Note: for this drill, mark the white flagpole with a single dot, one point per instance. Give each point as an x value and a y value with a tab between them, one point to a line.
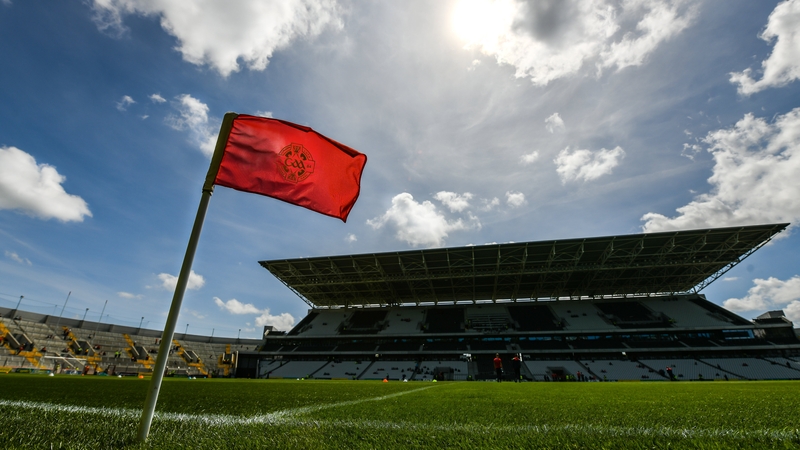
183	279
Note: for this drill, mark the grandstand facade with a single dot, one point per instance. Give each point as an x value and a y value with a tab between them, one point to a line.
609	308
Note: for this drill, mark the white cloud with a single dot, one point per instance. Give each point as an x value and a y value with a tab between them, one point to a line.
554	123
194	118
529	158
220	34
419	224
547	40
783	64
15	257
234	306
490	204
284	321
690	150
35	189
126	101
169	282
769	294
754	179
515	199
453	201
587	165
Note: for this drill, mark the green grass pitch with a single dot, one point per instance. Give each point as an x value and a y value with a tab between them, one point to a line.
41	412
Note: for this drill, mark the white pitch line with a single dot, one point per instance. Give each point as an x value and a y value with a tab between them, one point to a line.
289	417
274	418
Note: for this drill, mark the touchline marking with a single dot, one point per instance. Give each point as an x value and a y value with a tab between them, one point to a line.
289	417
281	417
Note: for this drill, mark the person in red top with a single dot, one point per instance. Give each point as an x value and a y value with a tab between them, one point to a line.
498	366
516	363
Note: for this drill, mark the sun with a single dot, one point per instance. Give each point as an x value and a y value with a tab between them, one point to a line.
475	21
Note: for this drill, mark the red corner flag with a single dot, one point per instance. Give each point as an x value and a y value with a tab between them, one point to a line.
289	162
---
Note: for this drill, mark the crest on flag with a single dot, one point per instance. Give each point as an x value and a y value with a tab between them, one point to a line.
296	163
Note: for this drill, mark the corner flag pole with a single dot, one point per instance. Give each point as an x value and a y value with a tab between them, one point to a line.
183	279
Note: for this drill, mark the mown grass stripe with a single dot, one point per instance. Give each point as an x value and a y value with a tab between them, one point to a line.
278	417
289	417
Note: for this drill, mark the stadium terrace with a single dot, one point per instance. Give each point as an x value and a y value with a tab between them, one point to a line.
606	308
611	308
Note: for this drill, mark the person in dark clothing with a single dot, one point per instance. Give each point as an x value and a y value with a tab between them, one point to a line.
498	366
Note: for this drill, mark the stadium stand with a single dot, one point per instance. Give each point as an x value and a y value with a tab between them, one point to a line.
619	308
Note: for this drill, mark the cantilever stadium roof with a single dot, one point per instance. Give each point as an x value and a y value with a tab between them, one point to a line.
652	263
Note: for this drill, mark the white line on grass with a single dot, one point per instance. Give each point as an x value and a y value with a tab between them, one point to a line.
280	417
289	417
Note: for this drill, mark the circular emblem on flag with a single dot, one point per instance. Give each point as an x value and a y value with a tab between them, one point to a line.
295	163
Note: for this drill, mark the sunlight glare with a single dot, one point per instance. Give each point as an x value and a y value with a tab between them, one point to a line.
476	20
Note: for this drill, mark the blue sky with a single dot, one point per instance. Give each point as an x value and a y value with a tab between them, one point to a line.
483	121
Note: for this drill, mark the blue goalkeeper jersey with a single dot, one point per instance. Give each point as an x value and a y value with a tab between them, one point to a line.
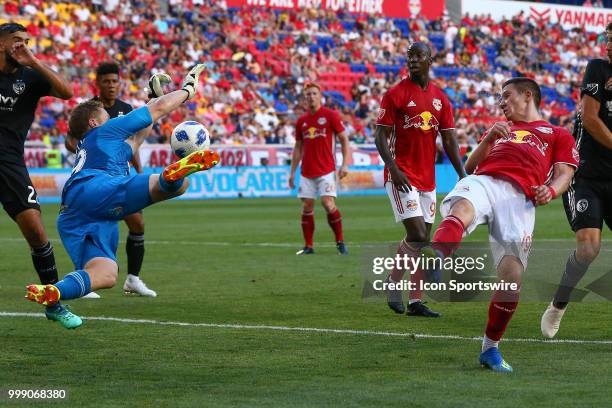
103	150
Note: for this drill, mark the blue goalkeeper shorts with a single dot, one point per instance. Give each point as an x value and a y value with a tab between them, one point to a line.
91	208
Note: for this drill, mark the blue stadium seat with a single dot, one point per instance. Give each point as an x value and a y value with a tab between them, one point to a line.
==
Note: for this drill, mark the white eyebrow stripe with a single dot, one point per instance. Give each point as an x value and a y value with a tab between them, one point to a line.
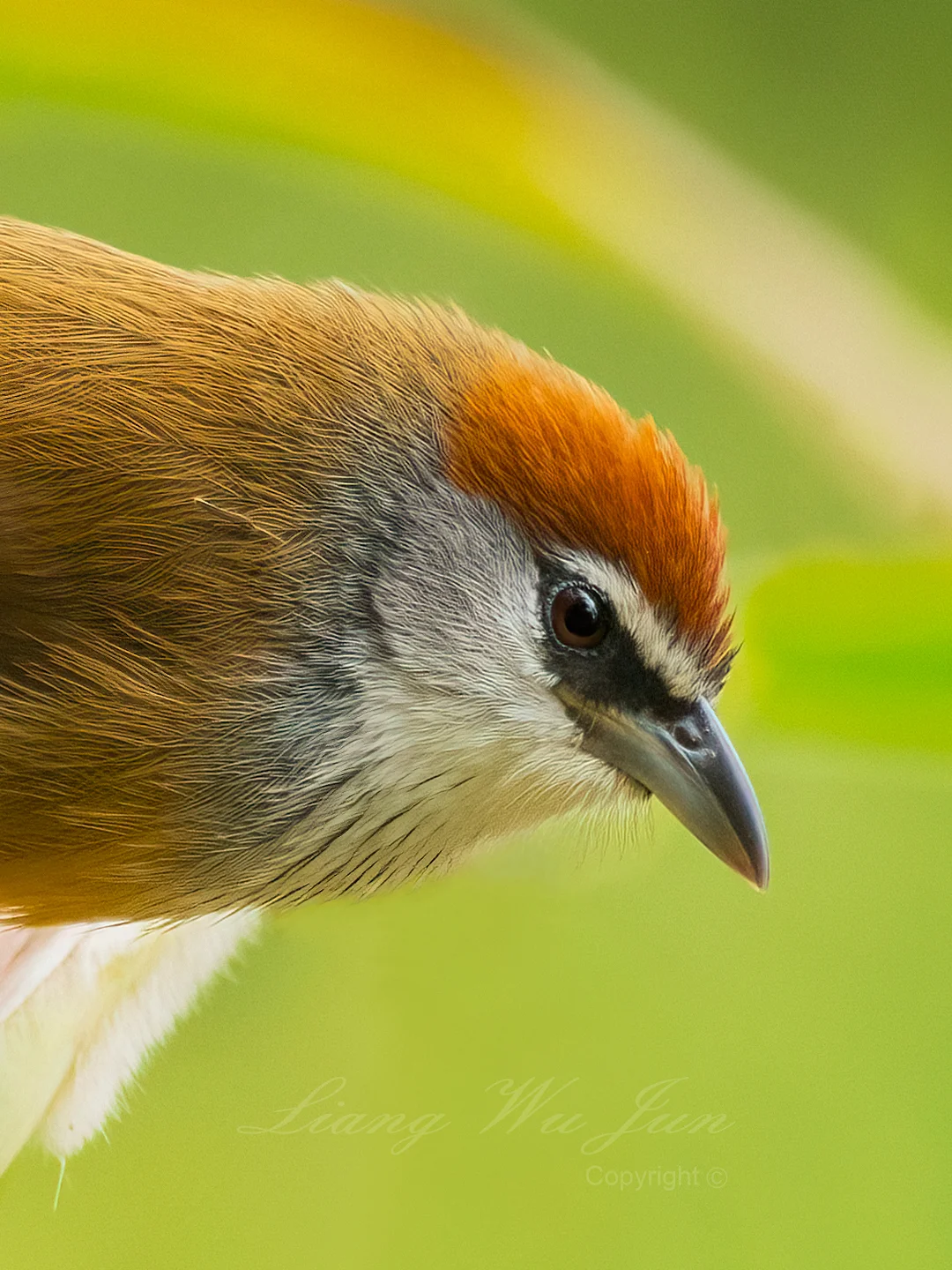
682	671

What is asked:
Change "single dot" to "small marker" in the records, starting at the line containing "Note: for this drill, mark the blue goalkeeper shorts" and ending at the line containing "Note: for this drill, mark the blue stadium", and give back only those lines with nothing else altered.

Complete response:
Note: for this drill, mark the blue goalkeeper shorts with a small marker, one point per instance. Give each point as an x value and a y value with a tab between them, one point to a line.
91	208
Note: for this drill, mark the blue stadium seat with a small marker, one point per instance. Give each point as an x value and a y value with a tab between them, one point to a line.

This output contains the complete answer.